# AIM
Please copy the records from the line containing "Expected: one point per instance of the breaking" down through the line containing "Target: dirt ground", swapping "breaking wave" for "crashing wave" and changing nothing else. Leave the pictures out.
--- START EXERCISE INPUT ---
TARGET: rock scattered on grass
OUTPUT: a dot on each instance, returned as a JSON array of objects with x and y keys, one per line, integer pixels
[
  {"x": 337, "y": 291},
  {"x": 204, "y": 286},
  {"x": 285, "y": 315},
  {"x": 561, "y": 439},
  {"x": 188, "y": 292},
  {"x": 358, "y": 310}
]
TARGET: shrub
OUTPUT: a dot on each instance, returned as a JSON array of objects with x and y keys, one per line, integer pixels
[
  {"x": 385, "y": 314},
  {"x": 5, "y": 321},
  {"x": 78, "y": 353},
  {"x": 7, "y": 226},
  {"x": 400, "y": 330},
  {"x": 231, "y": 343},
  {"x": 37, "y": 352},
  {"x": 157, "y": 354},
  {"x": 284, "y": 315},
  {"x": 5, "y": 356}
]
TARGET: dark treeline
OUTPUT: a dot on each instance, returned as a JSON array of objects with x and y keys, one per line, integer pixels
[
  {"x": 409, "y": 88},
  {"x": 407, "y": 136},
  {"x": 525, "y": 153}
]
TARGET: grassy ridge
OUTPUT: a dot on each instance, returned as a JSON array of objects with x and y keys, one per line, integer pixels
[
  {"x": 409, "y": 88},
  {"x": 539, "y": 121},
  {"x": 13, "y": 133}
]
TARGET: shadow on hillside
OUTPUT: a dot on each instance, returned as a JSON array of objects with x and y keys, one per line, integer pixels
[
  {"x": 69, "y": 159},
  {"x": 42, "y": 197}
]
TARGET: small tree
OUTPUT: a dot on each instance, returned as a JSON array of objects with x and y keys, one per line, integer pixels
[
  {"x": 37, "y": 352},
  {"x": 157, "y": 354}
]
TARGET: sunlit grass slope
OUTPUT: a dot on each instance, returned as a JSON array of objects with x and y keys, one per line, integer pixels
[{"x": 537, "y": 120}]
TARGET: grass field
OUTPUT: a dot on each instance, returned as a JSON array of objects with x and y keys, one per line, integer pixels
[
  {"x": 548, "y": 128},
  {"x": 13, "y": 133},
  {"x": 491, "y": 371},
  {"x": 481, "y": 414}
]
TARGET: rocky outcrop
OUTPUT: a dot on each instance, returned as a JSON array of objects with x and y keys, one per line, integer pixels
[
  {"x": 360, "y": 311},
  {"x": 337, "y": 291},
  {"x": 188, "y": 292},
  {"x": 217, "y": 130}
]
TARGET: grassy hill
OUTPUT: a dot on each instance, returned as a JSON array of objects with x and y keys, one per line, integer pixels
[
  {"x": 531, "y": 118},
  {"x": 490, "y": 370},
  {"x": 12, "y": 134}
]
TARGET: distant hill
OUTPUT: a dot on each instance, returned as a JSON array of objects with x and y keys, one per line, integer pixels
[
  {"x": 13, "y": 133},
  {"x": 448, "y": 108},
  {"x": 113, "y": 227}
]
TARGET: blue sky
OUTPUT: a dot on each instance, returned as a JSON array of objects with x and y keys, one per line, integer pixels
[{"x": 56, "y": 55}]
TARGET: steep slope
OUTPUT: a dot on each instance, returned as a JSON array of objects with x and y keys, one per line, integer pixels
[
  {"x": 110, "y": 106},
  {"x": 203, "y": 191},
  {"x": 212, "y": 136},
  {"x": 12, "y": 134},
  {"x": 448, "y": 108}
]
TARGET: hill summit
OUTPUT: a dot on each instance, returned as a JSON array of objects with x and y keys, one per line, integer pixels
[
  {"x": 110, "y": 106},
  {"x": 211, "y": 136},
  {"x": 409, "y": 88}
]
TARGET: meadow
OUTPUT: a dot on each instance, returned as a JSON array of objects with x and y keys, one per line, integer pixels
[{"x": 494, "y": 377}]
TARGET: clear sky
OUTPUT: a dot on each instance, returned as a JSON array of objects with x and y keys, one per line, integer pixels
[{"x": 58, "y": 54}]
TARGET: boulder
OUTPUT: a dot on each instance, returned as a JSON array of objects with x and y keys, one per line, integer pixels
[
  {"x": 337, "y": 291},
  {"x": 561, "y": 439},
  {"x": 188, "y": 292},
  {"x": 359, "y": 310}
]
--- END EXERCISE INPUT ---
--- START EXERCISE INPUT ---
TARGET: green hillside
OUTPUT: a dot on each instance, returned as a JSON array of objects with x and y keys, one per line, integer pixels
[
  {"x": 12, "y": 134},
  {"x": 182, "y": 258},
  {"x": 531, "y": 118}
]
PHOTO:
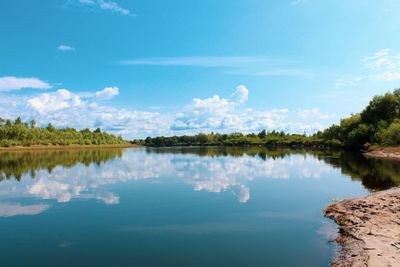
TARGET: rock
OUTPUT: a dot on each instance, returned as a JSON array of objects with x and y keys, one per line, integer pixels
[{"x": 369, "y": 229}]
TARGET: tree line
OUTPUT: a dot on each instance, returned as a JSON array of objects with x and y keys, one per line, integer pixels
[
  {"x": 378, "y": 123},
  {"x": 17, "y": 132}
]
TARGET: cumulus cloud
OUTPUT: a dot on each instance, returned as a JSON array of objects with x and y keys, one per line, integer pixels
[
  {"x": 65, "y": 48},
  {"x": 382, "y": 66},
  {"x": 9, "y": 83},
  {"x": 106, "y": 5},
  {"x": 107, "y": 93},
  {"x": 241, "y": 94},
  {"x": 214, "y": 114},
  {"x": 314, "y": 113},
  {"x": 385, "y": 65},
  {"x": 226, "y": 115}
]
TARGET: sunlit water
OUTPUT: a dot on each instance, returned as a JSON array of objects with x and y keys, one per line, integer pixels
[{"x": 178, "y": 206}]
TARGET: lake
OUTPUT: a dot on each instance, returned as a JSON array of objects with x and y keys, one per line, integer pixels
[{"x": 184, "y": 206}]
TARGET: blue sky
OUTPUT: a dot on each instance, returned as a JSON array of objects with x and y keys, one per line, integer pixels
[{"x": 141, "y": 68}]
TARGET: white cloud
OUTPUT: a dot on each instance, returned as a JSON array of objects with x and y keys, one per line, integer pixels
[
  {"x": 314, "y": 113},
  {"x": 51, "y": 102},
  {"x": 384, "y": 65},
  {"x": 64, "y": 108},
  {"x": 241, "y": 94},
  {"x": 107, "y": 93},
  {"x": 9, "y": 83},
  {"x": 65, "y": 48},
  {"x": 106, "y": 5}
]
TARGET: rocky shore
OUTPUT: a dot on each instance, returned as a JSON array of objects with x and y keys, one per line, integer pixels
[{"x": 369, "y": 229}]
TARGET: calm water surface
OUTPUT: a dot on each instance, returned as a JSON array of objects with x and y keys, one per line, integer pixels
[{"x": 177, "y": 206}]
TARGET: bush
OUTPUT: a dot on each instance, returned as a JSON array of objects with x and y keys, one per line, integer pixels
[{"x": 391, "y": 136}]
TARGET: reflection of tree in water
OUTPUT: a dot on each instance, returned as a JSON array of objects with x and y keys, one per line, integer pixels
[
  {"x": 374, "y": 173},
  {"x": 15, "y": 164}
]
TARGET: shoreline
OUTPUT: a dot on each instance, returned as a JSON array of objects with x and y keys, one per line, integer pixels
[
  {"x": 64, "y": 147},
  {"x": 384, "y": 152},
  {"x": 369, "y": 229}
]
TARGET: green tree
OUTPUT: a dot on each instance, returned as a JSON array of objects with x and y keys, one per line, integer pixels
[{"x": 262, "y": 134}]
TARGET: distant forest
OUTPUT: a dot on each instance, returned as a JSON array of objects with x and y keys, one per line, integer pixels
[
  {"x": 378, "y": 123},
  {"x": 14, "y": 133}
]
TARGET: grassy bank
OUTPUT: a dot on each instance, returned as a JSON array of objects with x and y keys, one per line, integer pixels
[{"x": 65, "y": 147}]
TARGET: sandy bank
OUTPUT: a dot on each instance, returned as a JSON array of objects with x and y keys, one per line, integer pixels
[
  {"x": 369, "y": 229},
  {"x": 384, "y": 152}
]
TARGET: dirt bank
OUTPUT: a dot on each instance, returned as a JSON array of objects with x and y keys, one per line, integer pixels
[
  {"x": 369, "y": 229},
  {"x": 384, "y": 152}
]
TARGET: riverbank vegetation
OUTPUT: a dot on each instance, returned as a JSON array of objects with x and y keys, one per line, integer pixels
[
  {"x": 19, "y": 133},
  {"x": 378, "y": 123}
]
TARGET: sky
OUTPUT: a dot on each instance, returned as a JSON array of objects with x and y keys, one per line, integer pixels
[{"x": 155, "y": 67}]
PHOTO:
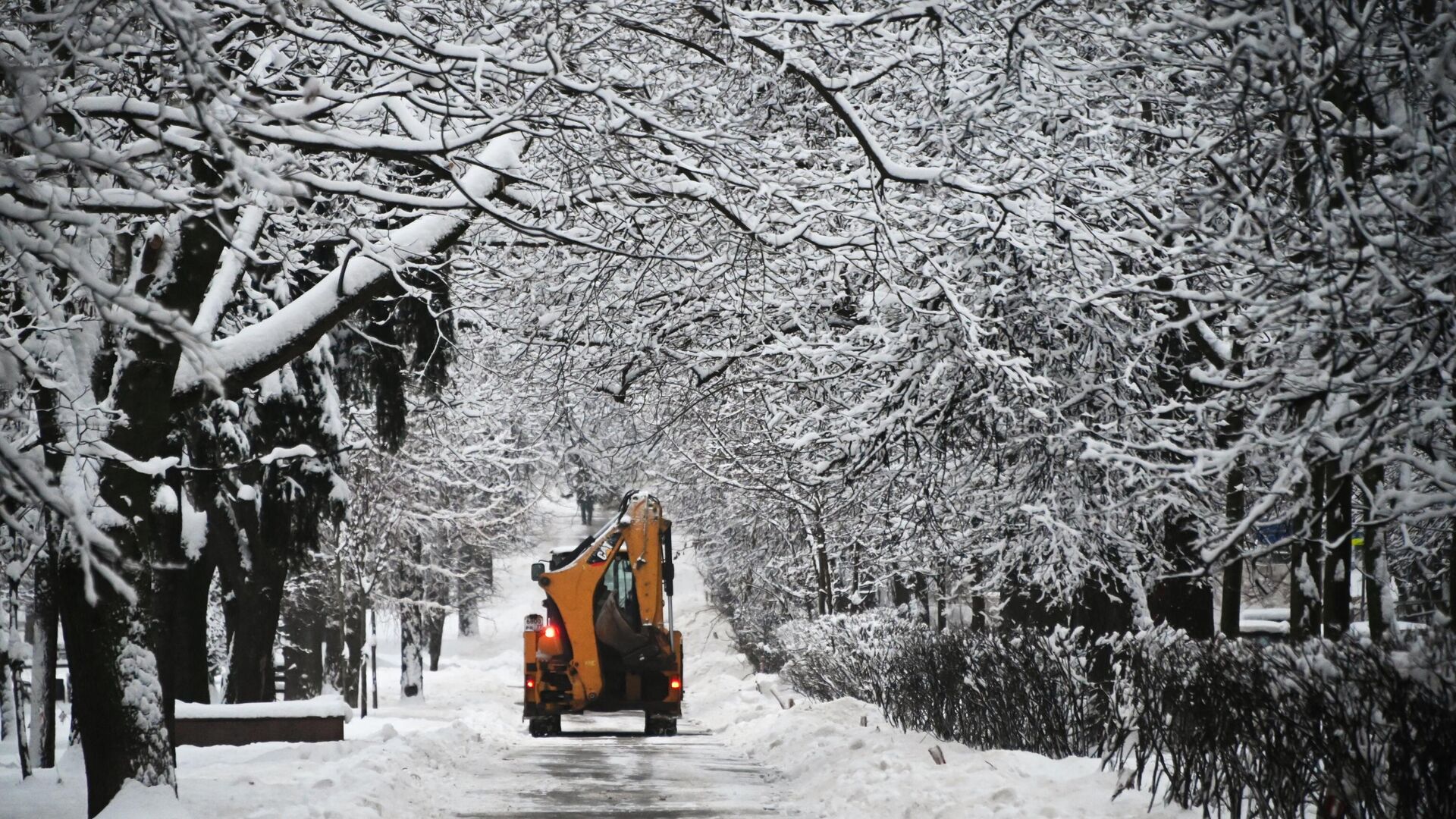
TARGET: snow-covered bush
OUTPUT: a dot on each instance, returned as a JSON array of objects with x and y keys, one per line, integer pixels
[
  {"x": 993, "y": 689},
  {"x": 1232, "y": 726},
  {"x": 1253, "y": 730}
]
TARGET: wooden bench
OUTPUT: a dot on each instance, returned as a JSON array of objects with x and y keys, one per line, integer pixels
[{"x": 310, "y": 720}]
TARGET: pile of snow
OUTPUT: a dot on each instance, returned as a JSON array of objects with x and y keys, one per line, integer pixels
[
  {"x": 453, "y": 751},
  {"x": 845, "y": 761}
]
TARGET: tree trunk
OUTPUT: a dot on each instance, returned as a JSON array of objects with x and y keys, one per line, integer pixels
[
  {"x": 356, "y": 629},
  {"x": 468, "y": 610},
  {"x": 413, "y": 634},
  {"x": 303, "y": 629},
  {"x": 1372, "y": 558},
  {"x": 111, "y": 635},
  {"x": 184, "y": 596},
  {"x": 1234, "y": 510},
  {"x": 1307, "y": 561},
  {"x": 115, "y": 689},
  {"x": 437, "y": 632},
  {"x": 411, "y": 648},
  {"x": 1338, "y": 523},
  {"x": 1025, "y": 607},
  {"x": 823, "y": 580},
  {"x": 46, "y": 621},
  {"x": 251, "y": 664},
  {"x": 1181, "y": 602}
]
--- END EXERCISE INPUT ---
--- START EXERCISE INPUT ---
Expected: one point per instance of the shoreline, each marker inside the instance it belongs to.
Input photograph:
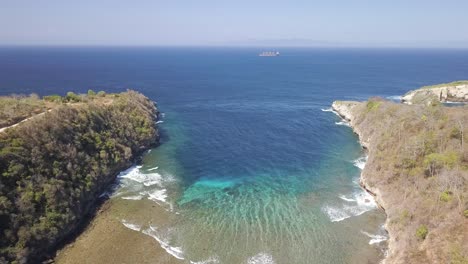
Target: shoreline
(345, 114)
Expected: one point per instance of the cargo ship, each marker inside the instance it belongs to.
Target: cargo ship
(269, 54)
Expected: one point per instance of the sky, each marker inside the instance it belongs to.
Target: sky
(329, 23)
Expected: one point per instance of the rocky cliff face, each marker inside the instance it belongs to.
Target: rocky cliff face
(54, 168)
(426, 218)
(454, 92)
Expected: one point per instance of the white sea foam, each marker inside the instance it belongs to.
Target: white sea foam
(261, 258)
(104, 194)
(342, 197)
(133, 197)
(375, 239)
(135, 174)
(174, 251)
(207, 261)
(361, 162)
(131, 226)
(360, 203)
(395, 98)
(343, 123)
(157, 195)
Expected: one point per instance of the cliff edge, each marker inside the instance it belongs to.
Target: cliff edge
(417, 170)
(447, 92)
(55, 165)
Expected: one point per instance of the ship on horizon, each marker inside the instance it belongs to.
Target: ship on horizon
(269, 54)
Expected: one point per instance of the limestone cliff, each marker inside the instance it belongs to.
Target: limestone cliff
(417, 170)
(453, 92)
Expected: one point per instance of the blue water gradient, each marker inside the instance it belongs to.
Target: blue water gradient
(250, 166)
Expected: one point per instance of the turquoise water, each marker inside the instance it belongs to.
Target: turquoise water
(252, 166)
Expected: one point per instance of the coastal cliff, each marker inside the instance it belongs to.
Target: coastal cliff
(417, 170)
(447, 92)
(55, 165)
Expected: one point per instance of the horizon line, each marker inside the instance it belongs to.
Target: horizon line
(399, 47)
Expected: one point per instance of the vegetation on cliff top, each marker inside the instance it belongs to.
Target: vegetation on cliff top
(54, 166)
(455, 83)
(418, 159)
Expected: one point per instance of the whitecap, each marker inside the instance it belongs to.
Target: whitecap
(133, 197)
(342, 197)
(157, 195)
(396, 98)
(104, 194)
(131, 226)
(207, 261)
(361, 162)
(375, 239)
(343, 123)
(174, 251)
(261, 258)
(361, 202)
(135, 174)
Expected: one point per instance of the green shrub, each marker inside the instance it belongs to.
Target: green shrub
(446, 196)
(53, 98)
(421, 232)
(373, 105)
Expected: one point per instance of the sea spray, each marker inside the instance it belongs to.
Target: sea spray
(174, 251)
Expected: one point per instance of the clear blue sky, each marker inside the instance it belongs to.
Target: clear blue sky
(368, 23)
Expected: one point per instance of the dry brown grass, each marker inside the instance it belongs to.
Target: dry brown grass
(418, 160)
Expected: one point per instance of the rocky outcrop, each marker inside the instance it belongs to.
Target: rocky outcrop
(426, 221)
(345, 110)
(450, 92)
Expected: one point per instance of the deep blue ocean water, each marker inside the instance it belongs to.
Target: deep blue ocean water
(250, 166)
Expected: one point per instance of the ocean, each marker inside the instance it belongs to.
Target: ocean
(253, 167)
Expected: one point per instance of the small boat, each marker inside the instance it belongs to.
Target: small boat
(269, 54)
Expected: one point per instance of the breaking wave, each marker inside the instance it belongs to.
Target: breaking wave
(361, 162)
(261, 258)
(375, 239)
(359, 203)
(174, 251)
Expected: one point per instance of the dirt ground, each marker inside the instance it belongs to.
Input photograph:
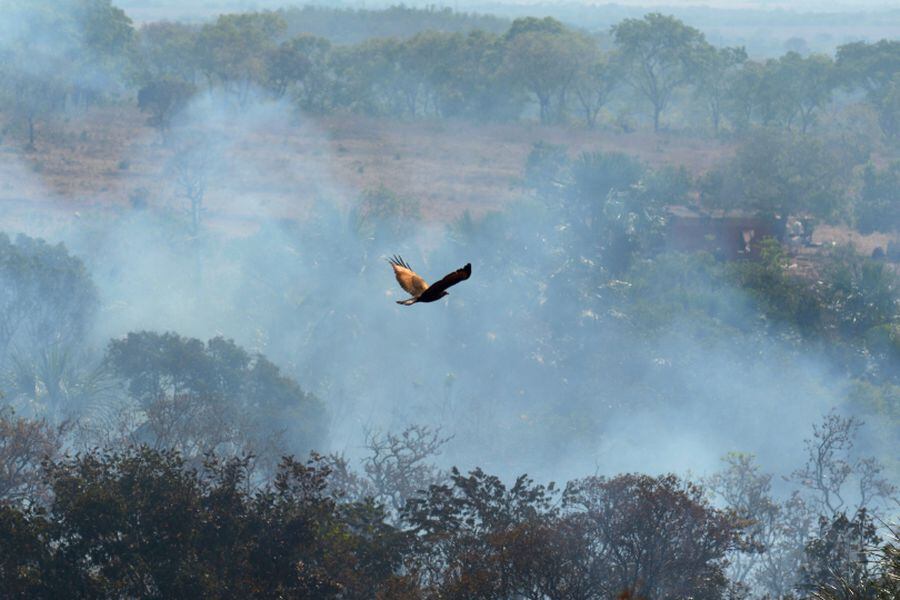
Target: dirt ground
--- END EXERCISE INPUT ---
# FULL RESPONSE
Expected: one point per instance of the crashing wave, each marker inside the instance it belongs to.
Target: crashing wave
(361, 162)
(261, 258)
(375, 239)
(359, 203)
(174, 251)
Expected: one point per instance of the dirt ground, each marker inside the instance it belongs to.
Input photograph:
Target: dirt ground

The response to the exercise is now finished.